Point annotation dataset listing:
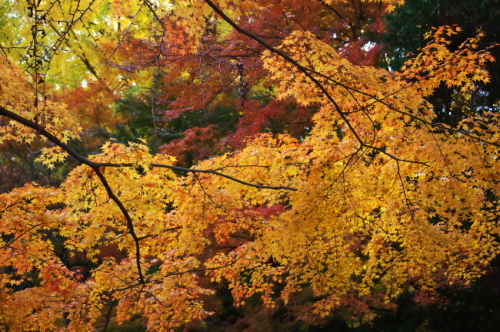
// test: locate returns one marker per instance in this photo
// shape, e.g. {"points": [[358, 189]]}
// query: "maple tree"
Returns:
{"points": [[353, 195]]}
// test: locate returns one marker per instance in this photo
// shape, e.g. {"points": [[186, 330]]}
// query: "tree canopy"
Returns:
{"points": [[257, 149]]}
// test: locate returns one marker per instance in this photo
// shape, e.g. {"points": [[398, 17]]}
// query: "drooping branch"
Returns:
{"points": [[309, 72], [288, 58], [97, 169]]}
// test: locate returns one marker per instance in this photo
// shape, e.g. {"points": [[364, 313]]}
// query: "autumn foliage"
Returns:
{"points": [[283, 166]]}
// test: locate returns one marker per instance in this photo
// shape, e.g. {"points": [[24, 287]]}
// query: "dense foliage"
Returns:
{"points": [[255, 164]]}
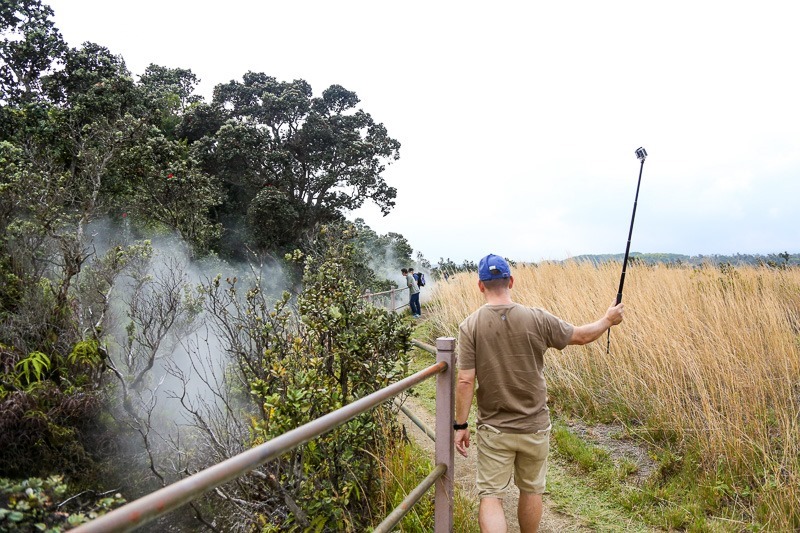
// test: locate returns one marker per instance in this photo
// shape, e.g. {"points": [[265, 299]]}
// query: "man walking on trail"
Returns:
{"points": [[413, 291], [502, 344]]}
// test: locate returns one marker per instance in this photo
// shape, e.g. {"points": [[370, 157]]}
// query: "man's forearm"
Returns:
{"points": [[590, 332]]}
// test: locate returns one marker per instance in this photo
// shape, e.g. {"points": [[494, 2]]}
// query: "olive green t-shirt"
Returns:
{"points": [[505, 344]]}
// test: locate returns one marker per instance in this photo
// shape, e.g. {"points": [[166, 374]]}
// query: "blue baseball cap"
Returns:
{"points": [[493, 267]]}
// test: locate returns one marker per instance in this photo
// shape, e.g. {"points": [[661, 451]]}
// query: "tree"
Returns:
{"points": [[31, 45], [318, 156], [168, 94]]}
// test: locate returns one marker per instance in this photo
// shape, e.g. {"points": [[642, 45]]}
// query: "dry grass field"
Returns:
{"points": [[705, 367]]}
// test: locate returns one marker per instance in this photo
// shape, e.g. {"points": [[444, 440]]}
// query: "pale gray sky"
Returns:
{"points": [[519, 120]]}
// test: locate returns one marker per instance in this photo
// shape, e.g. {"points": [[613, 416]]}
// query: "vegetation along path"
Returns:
{"points": [[569, 504]]}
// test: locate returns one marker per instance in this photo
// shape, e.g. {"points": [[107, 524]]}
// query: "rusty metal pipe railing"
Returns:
{"points": [[169, 498], [413, 497]]}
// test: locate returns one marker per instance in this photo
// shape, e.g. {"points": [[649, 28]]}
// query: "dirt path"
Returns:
{"points": [[552, 520]]}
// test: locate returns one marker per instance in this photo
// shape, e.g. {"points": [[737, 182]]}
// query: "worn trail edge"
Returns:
{"points": [[552, 520]]}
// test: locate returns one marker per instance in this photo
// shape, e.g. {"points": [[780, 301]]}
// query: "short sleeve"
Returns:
{"points": [[557, 332], [466, 346]]}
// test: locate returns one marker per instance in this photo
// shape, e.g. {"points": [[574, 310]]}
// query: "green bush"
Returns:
{"points": [[36, 504]]}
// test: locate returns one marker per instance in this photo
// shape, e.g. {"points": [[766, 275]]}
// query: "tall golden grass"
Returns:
{"points": [[707, 360]]}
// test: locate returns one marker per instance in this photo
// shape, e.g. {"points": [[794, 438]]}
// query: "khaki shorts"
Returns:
{"points": [[501, 453]]}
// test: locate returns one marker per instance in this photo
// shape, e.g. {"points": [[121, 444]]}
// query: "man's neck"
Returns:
{"points": [[500, 298]]}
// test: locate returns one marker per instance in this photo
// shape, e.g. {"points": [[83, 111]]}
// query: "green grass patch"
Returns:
{"points": [[679, 495], [405, 467]]}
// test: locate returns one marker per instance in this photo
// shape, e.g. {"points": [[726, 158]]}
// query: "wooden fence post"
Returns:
{"points": [[445, 415]]}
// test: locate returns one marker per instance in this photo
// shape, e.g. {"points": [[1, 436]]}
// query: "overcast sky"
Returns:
{"points": [[519, 120]]}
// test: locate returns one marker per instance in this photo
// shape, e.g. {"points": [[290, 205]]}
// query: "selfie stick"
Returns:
{"points": [[641, 154]]}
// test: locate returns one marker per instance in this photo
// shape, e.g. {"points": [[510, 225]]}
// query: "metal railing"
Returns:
{"points": [[169, 498]]}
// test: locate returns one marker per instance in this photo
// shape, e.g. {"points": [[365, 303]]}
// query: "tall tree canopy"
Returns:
{"points": [[291, 161]]}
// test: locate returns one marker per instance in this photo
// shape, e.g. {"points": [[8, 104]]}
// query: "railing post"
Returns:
{"points": [[445, 415]]}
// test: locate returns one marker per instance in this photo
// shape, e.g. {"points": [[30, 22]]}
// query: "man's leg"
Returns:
{"points": [[529, 512], [491, 517]]}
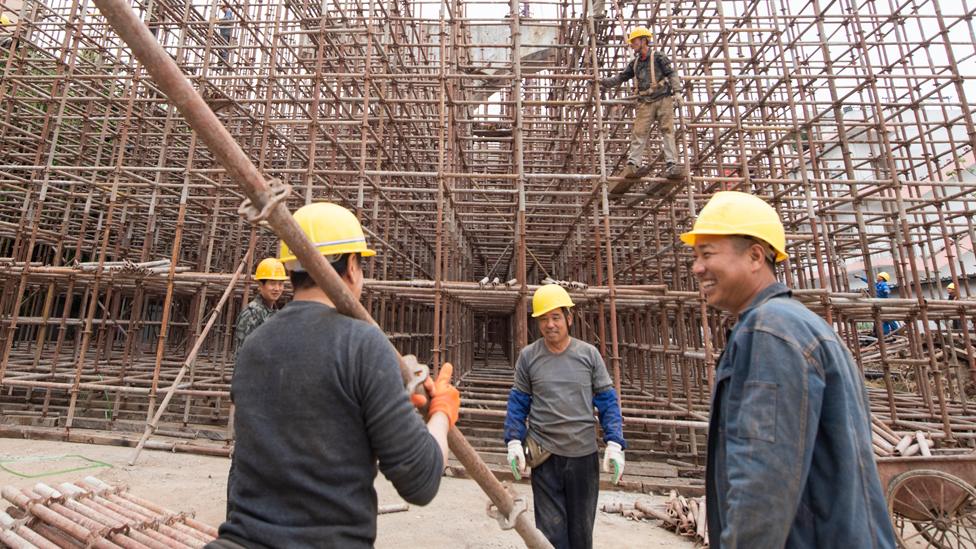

THE PROBLEM: Collect every line of the listing above that contains the string "metal", matching case exactly.

RESPONSE:
// query: "rusty metal pipe railing"
// query: "metal railing"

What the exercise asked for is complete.